#### [Stated problem A]
Repeat, word for word, the portion of the template matching text starting at "Object localization methods" and ending at "different in different windows.".

Object localization methods such as Deformable Parts Models (DPM) [3] are based on efficient template matching of object parts using the generalized distance transform. However, the root part (e.g., torso in people) still needs to be exhaustively matched as a template, after which the other parts are efficiently aligned with it. An efficient sliding window object detection method proposed in [15] bears some resemblance to our method. The spatial coherency between windows is exploited to incrementally update local histograms. Since the window score is computed using the local histogram, a pixel is assigned with the same score in different windows. This is in contrast to our method, where the deformation score for a pixel is different in different windows.

The works most closely related to ours are [9, 13], the latter of which obtains state-of-the-art results and inspired our method. We discuss these methods and the diffrences from our approach in the next sections.

3 Basic Method

The input to our method is an \(n\times m\) image I and a \(w\times h\) template T. Our goal is to detect a \(w\times h\) image window \(\tau \) that is most similar to the template object. A score \(S(\tau _i)\) for each candidate image window \(\tau _i\) that reflects the quality of this match is defined. A sliding window procedure is used to consider all possible image windows, and the one with the highest score is our output.

As in [9, 13], the score \(S(\tau )\) is defined based on a nearest neighbor computation performed once for each pixel in I. We denote the nearest neighbor of a pixel \(p\in I\) by \(N_{r}(p)\), where the patch around the pixel \(N_{r}(p)\in T\) is the most similar to the patch around \(p\in I\). In our implementation we used the FLANN library [8] for efficient approximate nearest neighbor computation. It was used on two different descriptors: \(3\times 3\) overlapping patches of RGB, and deep features computed using the VGG net [12].

A score \(c^\tau (p)\) ideally reflects the confidence that \(N_{r}(p)\in T\) is the correct match of \(p\in \tau \). (We use \(c^\tau \) since the score of p may be window dependent.) The score \(S(\tau )\) of the entire window is the sum of \(c^\tau (p)\) values over all \(p\in \tau \):

$$\begin{aligned} S(\tau )=\sum \limits _{p\in \tau }{}{c^\tau (p)}. \end{aligned}$$
(1)

#### [Entries shown]
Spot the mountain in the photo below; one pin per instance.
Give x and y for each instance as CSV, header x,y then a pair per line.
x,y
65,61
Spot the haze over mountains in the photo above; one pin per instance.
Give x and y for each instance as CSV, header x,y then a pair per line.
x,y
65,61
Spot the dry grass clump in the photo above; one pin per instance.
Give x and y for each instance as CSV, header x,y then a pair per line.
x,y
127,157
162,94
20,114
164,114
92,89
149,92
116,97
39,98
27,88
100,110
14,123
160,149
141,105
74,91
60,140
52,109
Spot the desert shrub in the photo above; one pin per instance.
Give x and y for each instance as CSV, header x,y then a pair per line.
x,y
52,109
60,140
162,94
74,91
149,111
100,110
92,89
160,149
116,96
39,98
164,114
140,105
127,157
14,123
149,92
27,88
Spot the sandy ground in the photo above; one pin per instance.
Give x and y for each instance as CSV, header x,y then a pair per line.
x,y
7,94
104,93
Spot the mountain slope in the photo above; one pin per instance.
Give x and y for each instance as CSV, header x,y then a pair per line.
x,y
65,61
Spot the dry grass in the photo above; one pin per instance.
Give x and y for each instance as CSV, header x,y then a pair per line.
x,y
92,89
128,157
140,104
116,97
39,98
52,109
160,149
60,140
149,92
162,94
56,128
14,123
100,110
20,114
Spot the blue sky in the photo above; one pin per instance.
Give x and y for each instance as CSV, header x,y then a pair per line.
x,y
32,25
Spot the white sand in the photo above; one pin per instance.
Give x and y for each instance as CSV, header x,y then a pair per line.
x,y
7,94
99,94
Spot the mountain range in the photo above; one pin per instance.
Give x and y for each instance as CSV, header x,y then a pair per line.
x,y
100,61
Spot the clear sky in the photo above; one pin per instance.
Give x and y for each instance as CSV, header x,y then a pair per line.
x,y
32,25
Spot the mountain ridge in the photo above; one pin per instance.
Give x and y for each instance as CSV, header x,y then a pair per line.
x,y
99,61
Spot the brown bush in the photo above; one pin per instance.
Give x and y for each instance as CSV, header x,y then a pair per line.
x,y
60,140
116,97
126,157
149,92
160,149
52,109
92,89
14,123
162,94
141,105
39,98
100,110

#### [Stated problem B]
Reproduce the rows exactly, starting at the line that contains "Spot the white" and ending at the last line of the rows, both included.

#### [Problem solution A]
Object localization methods such as Deformable Parts Models (DPM) [3] are based on efficient template matching of object parts using the generalized distance transform. However, the root part (e.g., torso in people) still needs to be exhaustively matched as a template, after which the other parts are efficiently aligned with it. An efficient sliding window object detection method proposed in [15] bears some resemblance to our method. The spatial coherency between windows is exploited to incrementally update local histograms. Since the window score is computed using the local histogram, a pixel is assigned with the same score in different windows. This is in contrast to our method, where the deformation score for a pixel is different in different windows.

#### [Problem solution B]
Spot the white sand in the photo above; one pin per instance.
Give x and y for each instance as CSV, header x,y then a pair per line.
x,y
7,94
99,94
Spot the mountain range in the photo above; one pin per instance.
Give x and y for each instance as CSV, header x,y then a pair per line.
x,y
100,61
Spot the clear sky in the photo above; one pin per instance.
Give x and y for each instance as CSV, header x,y then a pair per line.
x,y
32,25
Spot the mountain ridge in the photo above; one pin per instance.
Give x and y for each instance as CSV, header x,y then a pair per line.
x,y
99,61
Spot the brown bush in the photo above; one pin per instance.
Give x and y for each instance as CSV, header x,y then a pair per line.
x,y
60,140
116,97
126,157
149,92
160,149
52,109
92,89
14,123
162,94
141,105
39,98
100,110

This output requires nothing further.